__Requirement__.
Return the full listing unchanged, excluding any images it contains.

__Data under study__.
----

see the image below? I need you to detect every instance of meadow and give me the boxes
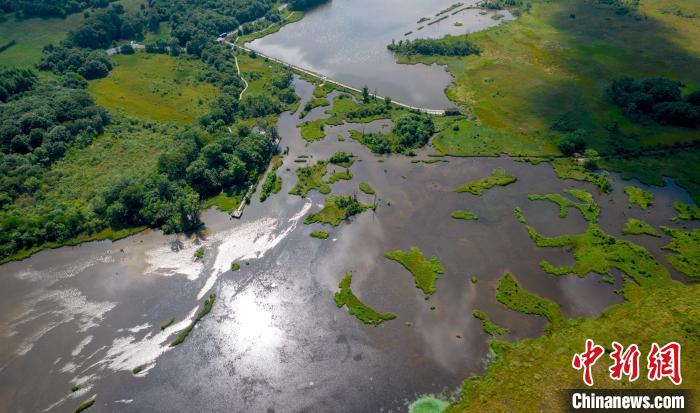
[89,53,218,123]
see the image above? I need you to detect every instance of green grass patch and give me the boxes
[231,262,241,272]
[203,190,244,213]
[496,272,564,332]
[624,185,654,210]
[289,161,328,197]
[0,13,83,68]
[409,396,450,413]
[73,398,95,413]
[622,218,660,237]
[326,168,352,184]
[473,310,509,336]
[384,247,445,296]
[451,210,478,220]
[673,200,700,221]
[170,293,216,347]
[516,209,670,287]
[193,247,204,261]
[528,189,600,223]
[89,54,217,123]
[359,182,375,195]
[303,195,371,226]
[310,230,330,239]
[456,168,517,195]
[334,274,397,325]
[132,365,145,374]
[661,226,700,280]
[260,157,283,202]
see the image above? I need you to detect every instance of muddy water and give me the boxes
[0,77,695,412]
[247,0,513,109]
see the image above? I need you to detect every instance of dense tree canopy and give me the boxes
[0,0,112,18]
[0,67,36,102]
[606,77,700,128]
[289,0,329,11]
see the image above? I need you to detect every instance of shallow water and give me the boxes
[247,0,513,109]
[0,77,695,412]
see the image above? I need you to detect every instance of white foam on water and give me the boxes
[71,335,93,356]
[8,289,116,357]
[15,253,114,284]
[91,306,198,373]
[143,237,205,280]
[196,201,312,300]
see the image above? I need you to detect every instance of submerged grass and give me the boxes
[170,293,216,347]
[73,398,95,413]
[334,274,396,325]
[384,247,445,296]
[310,230,330,239]
[456,168,516,195]
[359,182,375,195]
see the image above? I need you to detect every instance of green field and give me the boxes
[0,13,83,68]
[89,53,218,123]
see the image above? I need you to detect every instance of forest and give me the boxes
[387,36,481,57]
[0,0,293,261]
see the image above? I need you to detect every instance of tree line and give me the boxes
[388,36,480,57]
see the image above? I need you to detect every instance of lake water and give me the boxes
[0,77,695,412]
[247,0,513,109]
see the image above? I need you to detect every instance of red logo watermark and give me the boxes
[572,340,682,386]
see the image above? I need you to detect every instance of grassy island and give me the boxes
[528,189,599,223]
[304,195,371,226]
[456,168,517,195]
[334,274,396,325]
[622,218,660,237]
[384,247,445,296]
[451,210,478,220]
[673,201,700,221]
[624,185,654,210]
[310,231,330,239]
[359,182,376,195]
[170,293,216,347]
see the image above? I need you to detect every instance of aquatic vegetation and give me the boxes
[334,274,396,325]
[310,231,330,239]
[359,182,375,195]
[673,200,700,221]
[470,275,478,284]
[159,318,175,330]
[384,247,444,296]
[231,263,241,272]
[496,273,564,332]
[304,195,371,226]
[451,210,479,220]
[132,365,145,374]
[527,189,599,223]
[170,293,217,347]
[473,310,509,336]
[73,398,95,413]
[289,161,328,197]
[300,97,330,118]
[409,396,450,413]
[517,208,669,287]
[550,159,613,193]
[661,227,700,280]
[329,151,354,168]
[456,168,517,195]
[193,247,205,261]
[260,158,283,202]
[624,185,654,210]
[622,218,660,237]
[70,384,80,392]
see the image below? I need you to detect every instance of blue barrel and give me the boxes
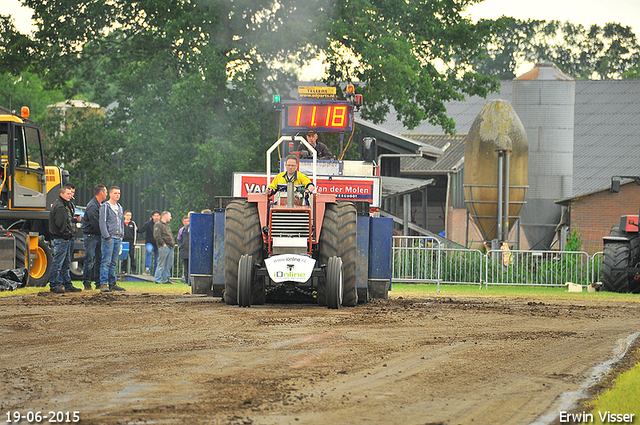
[212,208,226,297]
[368,217,393,298]
[356,214,370,302]
[119,241,129,260]
[189,213,214,295]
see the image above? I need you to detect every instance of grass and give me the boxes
[581,350,640,424]
[389,283,640,303]
[0,279,190,298]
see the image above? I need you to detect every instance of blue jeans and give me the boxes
[82,234,101,285]
[50,239,72,289]
[154,246,174,283]
[145,243,158,272]
[100,238,122,286]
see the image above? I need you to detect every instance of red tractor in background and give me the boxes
[223,136,358,308]
[602,175,640,293]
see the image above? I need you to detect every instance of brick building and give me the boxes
[558,182,640,255]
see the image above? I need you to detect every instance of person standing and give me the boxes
[98,186,126,292]
[48,186,76,293]
[122,210,137,274]
[176,214,191,286]
[153,211,174,284]
[140,211,161,275]
[62,182,82,292]
[82,185,108,290]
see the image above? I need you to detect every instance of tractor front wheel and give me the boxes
[326,256,343,309]
[237,254,253,307]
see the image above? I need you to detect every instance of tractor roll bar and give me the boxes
[266,136,317,188]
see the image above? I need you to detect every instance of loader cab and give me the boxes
[0,111,48,210]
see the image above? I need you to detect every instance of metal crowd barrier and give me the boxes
[392,236,602,288]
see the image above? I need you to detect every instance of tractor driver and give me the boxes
[266,154,315,196]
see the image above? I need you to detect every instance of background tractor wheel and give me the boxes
[237,255,253,307]
[224,201,264,305]
[326,256,343,309]
[318,202,358,306]
[602,242,632,293]
[28,237,51,287]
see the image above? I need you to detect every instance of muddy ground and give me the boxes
[1,291,639,425]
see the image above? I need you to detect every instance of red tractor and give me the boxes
[601,175,640,293]
[223,136,358,308]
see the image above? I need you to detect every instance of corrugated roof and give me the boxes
[398,134,466,174]
[360,79,640,198]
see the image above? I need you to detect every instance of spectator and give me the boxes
[98,186,126,292]
[81,184,107,290]
[122,210,137,274]
[48,186,76,293]
[153,211,174,284]
[177,213,191,285]
[63,182,82,292]
[140,211,161,275]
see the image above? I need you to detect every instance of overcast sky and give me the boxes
[464,0,640,34]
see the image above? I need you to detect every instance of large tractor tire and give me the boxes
[602,242,634,293]
[605,227,640,293]
[318,202,357,306]
[326,256,343,309]
[12,231,29,286]
[224,201,264,305]
[28,237,52,287]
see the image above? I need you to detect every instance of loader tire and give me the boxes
[13,231,29,286]
[28,237,51,287]
[602,242,633,293]
[318,202,357,306]
[224,201,264,305]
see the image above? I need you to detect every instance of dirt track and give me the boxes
[1,291,639,425]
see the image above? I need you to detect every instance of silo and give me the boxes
[513,62,575,250]
[464,99,528,243]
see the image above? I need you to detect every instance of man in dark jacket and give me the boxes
[176,214,191,285]
[140,211,161,275]
[81,184,107,290]
[153,211,174,284]
[303,129,334,159]
[48,186,76,293]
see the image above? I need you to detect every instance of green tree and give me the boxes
[1,0,499,208]
[476,18,640,80]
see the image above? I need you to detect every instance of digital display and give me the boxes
[282,101,352,133]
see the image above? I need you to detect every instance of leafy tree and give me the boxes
[1,0,500,208]
[475,18,640,80]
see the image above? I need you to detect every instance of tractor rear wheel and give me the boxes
[326,256,343,309]
[237,255,253,307]
[224,201,264,305]
[318,202,357,306]
[602,242,633,293]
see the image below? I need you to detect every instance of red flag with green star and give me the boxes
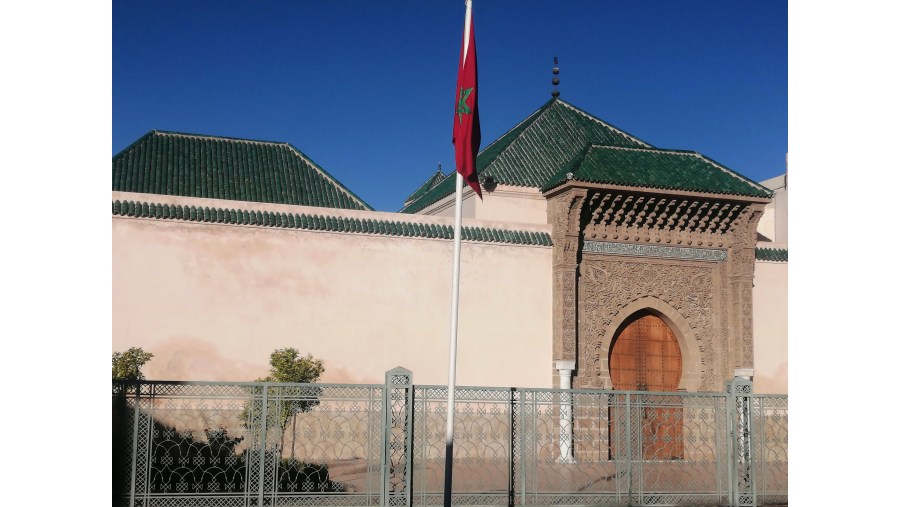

----

__Solution to this exercise__.
see the image below? I need you to detect every instance of meadow and give me the boxes
[89,53,218,123]
see the image above? I need you to detect every instance of green grass patch and give me the boxes
[231,262,241,272]
[203,190,244,213]
[496,272,564,332]
[624,185,654,210]
[289,161,328,197]
[0,13,83,68]
[409,396,450,413]
[73,398,95,413]
[622,218,660,237]
[326,168,352,184]
[473,310,509,336]
[384,247,445,296]
[451,210,478,220]
[673,200,700,221]
[170,293,216,347]
[516,209,670,287]
[193,247,204,261]
[528,189,600,223]
[89,54,217,123]
[359,182,375,195]
[303,195,371,226]
[310,230,330,239]
[456,168,517,195]
[334,274,397,325]
[132,365,145,374]
[661,226,700,280]
[260,157,283,202]
see the image above? I need you to detect every instance of muddy water and give me the boxes
[0,77,695,412]
[247,0,513,109]
see the image above? I need you to detect every instance of dense tree canopy and give me the boxes
[0,0,112,18]
[0,67,36,102]
[606,77,700,128]
[289,0,329,11]
see the image above? I need you to detect every instance of shallow water and give me the boxes
[247,0,513,109]
[0,77,695,412]
see the image above? I need you to detect every instance of white foam on water and give me the boxes
[71,335,93,356]
[8,289,116,357]
[15,253,114,284]
[91,306,198,373]
[143,237,205,280]
[196,201,312,300]
see the image above? I need you to detect every instance of submerged grass and give me the boxes
[170,293,216,347]
[73,398,95,413]
[334,274,396,325]
[384,247,445,296]
[310,230,330,239]
[456,168,516,195]
[359,182,375,195]
see the image above? I need you to detect every instance of green field and give me the boxes
[0,13,83,68]
[89,53,218,123]
see the image above? I need you to detect every instance of forest and give me the boxes
[387,36,481,57]
[0,0,293,261]
see the image above? I need you to detect every instance of tree line and give me the boxes
[388,36,480,57]
see the image above? I need you to detect every instance of lake water and give me the boxes
[0,77,695,412]
[247,0,513,109]
see the image above? I need you to detect every instance of red logo watermark and give me the boxes
[572,340,682,386]
see the image above? I need you to detect every instance of grassy island and give me the boxes
[528,189,599,223]
[304,195,371,226]
[456,168,517,195]
[334,274,396,325]
[622,218,660,237]
[384,247,445,296]
[451,210,478,220]
[673,201,700,221]
[624,185,654,210]
[310,231,330,239]
[359,182,376,195]
[170,293,216,347]
see the image above? I need you to detect every instance of aquatic vegetation and give me the boxes
[334,274,396,325]
[310,231,330,239]
[359,182,375,195]
[673,200,700,221]
[470,275,478,284]
[159,318,175,330]
[384,247,444,296]
[231,263,241,272]
[496,273,564,332]
[304,195,371,226]
[451,210,479,220]
[132,365,145,374]
[527,189,599,223]
[170,293,217,347]
[473,310,509,336]
[73,398,95,413]
[289,161,328,197]
[300,97,330,118]
[409,396,450,413]
[517,208,669,287]
[550,159,613,193]
[661,227,700,280]
[329,151,354,168]
[456,168,517,195]
[193,247,205,261]
[260,158,283,202]
[624,185,654,210]
[622,218,660,237]
[70,384,80,392]
see the image below? I need you to detect every instance of blue barrel and give me the boxes
[212,208,226,297]
[368,217,393,298]
[356,214,370,302]
[119,241,129,260]
[189,213,214,295]
see the image above? I need you to detect every instance of grass and give me the boxes
[581,350,640,424]
[389,283,640,303]
[0,279,190,298]
see the image above? I need you to detect every instance of blue jeans and give me the boxes
[82,234,101,285]
[50,239,72,289]
[154,246,174,283]
[145,243,158,272]
[100,238,122,286]
see the image above? I need you to detect every instance of red tractor in background and give me the boxes
[223,136,358,308]
[602,175,640,293]
see the image above? I need you to detect every instance of brick building and give me the boxes
[558,182,640,255]
see the image above? I need you to detect every instance of person standing and give me the boxes
[98,186,126,292]
[48,186,76,293]
[122,210,137,274]
[176,214,191,286]
[153,211,174,284]
[140,211,161,275]
[62,182,82,292]
[82,185,108,290]
see the image above? I need you to detect every instance of tractor front wheel and give me the boxes
[326,256,343,309]
[237,254,253,307]
see the image above? I need you to detect every instance of tractor roll bar and give me the boxes
[266,136,317,188]
see the image above? I need you to detect every instance of loader cab and give me the boxes
[0,111,48,210]
see the image above? I need you to detect every instance of metal crowd barrier and give me the boxes
[392,236,602,288]
see the image above? I need you to detect every instance of tractor driver and give me the boxes
[266,154,315,196]
see the image above? I need you to detect every instance of background tractor wheel and give me the boxes
[237,255,253,307]
[224,201,264,305]
[326,256,343,309]
[318,202,358,306]
[602,242,632,293]
[28,237,51,287]
see the image above? I need you to detect every instance of muddy ground and give me the boxes
[1,291,639,425]
see the image above? I need you to detect every instance of red tractor and give me the boxes
[601,175,640,293]
[223,136,358,308]
see the image above? I need you to detect every instance of corrugated roof and give me the boxes
[398,134,466,174]
[360,79,640,198]
see the image above? I need you to detect every instance of spectator and give me the boxes
[98,186,126,292]
[81,184,107,290]
[122,210,137,274]
[48,186,76,293]
[153,211,174,284]
[177,213,191,285]
[63,182,82,292]
[140,211,161,275]
see the image above? I need you to detect every instance of overcast sky and give me the boxes
[464,0,640,34]
see the image above? I need you to detect every instance of large tractor tire and give me the boxes
[602,242,634,293]
[605,227,640,293]
[318,202,357,306]
[326,256,343,309]
[12,231,29,286]
[224,201,264,305]
[28,237,52,287]
see the image above? I need you to detect every instance of loader tire and give me the boxes
[13,231,29,286]
[28,237,51,287]
[602,242,633,293]
[318,202,357,306]
[224,201,264,305]
see the image above? I need you to detect every instance of dirt track and give me the boxes
[1,291,639,425]
see the image above? I need you to detect every instance of silo and give me the boxes
[513,62,575,250]
[464,99,528,243]
see the image above? I need you to detect every instance of man in dark jacket and give me the boxes
[176,214,191,285]
[140,211,161,275]
[81,184,107,290]
[153,211,174,284]
[303,129,334,159]
[48,186,76,293]
see the image above? I need you to detect every instance of green tree and give me the boxes
[1,0,499,208]
[476,18,640,80]
see the image above? I need you to detect every instance of digital display and give me the boxes
[282,101,352,133]
see the image above? I need you to detect every instance of leafy tree and give me the boxes
[1,0,500,208]
[475,18,640,80]
see the image above? I need you to detect every instance of tractor rear wheel and give me the boxes
[326,256,343,309]
[237,255,253,307]
[224,201,264,305]
[318,202,357,306]
[602,242,633,293]
see the image below? I need you to detect every instance of red flag with green star and give me the boxes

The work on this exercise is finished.